• **Task brief**: In the stretch from the line containing "of the cabinet" through the end of the records, switch "innermost point" to "topmost point" and give back only those lines, with everything else unchanged.

• **Dataset extract**:
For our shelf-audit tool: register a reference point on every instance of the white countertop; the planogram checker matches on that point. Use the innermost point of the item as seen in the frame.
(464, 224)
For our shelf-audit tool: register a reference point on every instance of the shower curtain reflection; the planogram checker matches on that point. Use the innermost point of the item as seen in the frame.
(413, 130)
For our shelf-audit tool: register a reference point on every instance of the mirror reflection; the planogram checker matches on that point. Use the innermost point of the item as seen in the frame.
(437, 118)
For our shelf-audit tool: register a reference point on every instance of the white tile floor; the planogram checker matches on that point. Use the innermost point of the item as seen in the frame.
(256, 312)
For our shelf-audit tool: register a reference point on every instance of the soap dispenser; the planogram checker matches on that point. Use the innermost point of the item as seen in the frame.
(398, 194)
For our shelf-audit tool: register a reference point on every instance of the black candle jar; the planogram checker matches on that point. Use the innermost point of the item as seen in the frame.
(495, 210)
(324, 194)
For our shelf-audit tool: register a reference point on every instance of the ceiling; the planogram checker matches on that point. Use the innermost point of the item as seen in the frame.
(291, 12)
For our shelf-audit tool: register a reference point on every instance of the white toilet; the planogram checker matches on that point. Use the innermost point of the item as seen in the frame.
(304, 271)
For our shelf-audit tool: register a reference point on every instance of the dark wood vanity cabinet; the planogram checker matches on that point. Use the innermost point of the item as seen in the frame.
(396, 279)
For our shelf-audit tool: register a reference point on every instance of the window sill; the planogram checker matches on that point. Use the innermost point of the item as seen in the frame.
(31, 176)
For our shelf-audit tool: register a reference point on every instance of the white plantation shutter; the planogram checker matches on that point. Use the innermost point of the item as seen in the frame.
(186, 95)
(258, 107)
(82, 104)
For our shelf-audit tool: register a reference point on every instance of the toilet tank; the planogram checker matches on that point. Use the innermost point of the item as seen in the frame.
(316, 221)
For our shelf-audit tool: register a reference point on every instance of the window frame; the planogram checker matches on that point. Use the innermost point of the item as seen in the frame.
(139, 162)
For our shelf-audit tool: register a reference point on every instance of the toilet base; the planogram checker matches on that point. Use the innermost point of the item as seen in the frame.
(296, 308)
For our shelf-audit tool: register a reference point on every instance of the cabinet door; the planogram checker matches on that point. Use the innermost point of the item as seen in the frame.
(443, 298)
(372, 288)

• **Finished task**:
For our shelf-audit tool: register a reference point on every instance of the cabinet door; the planogram checker matches on that point. Use the topmost point of the item as seen in the frame.
(443, 298)
(372, 288)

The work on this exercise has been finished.